→ DOCUMENT SEGMENT
This case made a big difference for a family that needed it.
When his family contacted us, the lives of David Turnbull* and his parents had been changed forever by a motorcycle accident. David’s motorcycle had been struck in the rear by another driver and as a result of the collision, David could no longer walk, speak, or care for himself. In therapy sessions he struggled to move even a finger or a toe. He would never walk, talk, or write again. He was twenty-five.
That turns lives upside down. David had been a fun-loving, hard-working young man; a youth pastor in his church; and a leader in his community. His life was reduced to a fraction of what it had been. His parents’ lives were forever changed too. Keeping David alive required not only extensive medical treatment but also around-the-clock care. Once David left the hospital, there was nobody to give that care except Mr. and Mrs. Turnbull. So they did. They fed him through a tube, washed him with sponges, drove him to therapy appointments, brushed his teeth, combed his hair, and changed his diapers. They learned to transfer him from his bed to his wheelchair and back again. Most of the time they couldn’t leave the house together. The hardest part was worrying about what would happen to David once they were gone.
Mr. Turnbull once told us, “People ask us how we do all this. I ask them, how could we not?”

Saved entries:
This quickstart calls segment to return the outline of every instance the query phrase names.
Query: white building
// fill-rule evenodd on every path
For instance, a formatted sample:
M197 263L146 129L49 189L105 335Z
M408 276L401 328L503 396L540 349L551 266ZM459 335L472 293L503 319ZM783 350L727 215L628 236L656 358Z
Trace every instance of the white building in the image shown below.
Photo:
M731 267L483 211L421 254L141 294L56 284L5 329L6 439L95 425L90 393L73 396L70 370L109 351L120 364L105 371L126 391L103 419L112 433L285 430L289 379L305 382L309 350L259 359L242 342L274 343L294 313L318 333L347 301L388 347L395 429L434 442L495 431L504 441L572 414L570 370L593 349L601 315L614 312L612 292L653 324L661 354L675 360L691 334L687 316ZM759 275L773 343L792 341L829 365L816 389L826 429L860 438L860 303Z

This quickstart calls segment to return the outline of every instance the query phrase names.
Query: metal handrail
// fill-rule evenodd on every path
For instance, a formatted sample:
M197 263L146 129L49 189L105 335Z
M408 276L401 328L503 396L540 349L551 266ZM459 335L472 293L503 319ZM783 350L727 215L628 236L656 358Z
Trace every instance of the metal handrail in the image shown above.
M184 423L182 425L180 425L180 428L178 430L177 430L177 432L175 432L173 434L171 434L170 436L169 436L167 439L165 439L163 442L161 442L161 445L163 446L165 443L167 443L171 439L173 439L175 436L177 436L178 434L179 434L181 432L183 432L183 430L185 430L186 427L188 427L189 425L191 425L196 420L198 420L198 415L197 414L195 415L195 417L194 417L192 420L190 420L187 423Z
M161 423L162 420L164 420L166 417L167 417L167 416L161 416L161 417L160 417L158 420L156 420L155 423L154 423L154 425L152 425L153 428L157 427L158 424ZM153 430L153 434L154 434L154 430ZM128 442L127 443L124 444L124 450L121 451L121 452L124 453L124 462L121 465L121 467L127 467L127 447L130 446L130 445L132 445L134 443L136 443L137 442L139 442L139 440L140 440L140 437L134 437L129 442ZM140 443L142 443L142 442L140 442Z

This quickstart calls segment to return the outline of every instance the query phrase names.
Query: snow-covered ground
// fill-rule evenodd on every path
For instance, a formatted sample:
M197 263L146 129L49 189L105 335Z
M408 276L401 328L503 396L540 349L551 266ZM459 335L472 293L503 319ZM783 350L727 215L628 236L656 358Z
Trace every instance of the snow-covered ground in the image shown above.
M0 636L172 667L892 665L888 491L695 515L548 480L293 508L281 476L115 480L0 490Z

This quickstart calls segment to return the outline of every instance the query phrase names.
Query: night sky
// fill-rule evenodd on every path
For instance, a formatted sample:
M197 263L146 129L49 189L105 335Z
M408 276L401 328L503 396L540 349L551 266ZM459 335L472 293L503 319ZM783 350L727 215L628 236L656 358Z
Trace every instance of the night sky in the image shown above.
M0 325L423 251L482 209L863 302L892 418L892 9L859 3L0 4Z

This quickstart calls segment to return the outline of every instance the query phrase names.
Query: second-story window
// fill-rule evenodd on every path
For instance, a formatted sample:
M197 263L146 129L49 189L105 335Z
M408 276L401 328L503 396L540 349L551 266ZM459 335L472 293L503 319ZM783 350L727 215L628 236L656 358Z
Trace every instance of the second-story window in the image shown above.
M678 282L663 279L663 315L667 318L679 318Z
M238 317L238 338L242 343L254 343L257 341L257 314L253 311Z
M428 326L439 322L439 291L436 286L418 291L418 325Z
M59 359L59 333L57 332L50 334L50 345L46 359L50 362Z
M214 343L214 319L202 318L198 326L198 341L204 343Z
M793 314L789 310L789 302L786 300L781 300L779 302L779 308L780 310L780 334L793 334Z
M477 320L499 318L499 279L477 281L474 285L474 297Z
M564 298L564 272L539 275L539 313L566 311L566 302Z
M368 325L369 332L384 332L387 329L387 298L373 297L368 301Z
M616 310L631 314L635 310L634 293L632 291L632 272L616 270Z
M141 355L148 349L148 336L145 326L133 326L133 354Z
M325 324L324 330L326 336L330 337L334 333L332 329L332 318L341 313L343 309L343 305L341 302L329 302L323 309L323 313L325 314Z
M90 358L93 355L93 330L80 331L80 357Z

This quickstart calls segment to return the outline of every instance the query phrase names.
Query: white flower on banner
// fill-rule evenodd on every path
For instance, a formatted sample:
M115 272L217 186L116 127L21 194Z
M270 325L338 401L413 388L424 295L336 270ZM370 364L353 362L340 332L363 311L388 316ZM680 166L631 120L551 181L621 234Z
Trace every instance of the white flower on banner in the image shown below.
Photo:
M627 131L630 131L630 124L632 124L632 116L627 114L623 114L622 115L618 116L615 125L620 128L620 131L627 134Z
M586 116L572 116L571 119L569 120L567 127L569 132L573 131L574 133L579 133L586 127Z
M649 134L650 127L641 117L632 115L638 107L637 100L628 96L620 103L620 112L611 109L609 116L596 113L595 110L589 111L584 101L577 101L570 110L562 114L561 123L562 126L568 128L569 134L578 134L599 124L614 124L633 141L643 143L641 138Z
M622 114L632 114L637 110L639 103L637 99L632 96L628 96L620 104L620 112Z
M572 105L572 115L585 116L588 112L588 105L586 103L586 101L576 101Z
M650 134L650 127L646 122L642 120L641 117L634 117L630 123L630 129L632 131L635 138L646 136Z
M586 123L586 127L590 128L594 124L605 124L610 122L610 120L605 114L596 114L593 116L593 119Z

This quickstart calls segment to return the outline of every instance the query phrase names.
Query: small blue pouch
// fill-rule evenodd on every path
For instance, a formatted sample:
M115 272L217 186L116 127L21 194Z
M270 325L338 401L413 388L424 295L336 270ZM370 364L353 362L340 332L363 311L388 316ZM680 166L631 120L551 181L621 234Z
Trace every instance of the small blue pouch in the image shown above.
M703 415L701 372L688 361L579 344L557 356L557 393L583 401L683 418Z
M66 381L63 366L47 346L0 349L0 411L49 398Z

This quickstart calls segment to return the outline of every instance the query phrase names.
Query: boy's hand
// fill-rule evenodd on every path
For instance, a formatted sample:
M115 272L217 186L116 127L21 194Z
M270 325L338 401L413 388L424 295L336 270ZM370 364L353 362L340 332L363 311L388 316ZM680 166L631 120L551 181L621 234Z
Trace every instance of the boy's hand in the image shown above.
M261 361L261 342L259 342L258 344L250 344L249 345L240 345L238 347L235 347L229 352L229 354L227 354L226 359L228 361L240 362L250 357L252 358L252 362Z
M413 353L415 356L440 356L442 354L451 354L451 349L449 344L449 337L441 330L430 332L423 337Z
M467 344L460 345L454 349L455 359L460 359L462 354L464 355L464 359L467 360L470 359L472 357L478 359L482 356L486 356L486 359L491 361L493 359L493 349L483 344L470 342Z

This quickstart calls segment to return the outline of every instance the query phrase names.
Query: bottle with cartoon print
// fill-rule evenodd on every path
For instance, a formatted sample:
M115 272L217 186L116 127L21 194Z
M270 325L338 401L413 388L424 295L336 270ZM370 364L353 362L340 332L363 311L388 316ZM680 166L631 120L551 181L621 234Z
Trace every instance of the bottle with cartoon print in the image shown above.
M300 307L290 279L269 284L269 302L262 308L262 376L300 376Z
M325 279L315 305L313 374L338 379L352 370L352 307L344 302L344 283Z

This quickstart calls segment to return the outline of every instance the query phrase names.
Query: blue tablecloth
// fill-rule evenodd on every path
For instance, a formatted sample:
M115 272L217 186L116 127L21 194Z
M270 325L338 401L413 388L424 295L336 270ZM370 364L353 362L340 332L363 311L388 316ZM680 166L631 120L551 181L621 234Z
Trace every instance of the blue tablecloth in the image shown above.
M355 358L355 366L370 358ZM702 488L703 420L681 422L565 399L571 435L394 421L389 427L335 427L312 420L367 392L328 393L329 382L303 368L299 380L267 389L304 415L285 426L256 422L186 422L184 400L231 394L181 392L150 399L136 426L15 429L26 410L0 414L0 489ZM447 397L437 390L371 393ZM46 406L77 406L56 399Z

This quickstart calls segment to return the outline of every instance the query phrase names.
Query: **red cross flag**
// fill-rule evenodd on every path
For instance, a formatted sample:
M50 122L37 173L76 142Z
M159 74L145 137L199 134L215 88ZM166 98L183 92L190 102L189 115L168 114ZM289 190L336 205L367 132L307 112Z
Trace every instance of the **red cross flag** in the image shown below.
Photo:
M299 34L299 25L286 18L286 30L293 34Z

→ ASSIGNMENT 1
In the account of David Turnbull's motorcycle accident, how old was David when it happened?
→ ASSIGNMENT 2
Extend the account of David Turnbull and his parents, picking up after its final sentence.
The listing above was taken from a separate source.

→ WRITTEN REPLY 1
He was twenty-five.

→ WRITTEN REPLY 2
The financial strain was immense. Insurance didn’t cover everything. The Turnbulls dug into their savings. They spent hours and hours on the phone with medical providers and medical insurers, trying to get David the care they needed. They provided lots of David’s care themselves. They bought a used minivan that had been modified to accept a wheelchair but struggled to keep the older van running. They couldn’t afford all of the medical care and treatment alternatives that might help their son, some of which wasn’t covered by insurance.
One of our lawyers, Matt Kahn, had previously helped a friend of the Turnbulls after her car accident, so the family reached out to us. We met Mr. and Mrs. Turnbull in the lobby of a hospital and talked over the legal side of things. The family decided to hire us, and we went to work.
How the Motorcycle Accident Happened
On the night of the motorcycle accident, David was on a date with his girlfriend. He was driving and Katie McDowell was riding behind him. They slowed and stopped at a red light in the Atlanta, Georgia area. As they waited at the light, the motorcycle stalled – the engine quit. As David worked to restart the motorcycle, a minivan was approaching the intersection behind him.
We’ll never know exactly why the driver of the minivan hit David’s motorcycle. She told officers on the scene of the collision that she never saw it, and she testified in deposition that she never saw the motorcycle until she had already hit it. But the Event Data Recorder on her minivan – sometimes called an EDR or “black box” – showed hard, emergency-type braking about a second and a half before the collision. For whatever reason, as our Complaint stated, the driver of the minivan didn’t stop in time. The impact threw David and Katie from the motorcycle onto the pavement.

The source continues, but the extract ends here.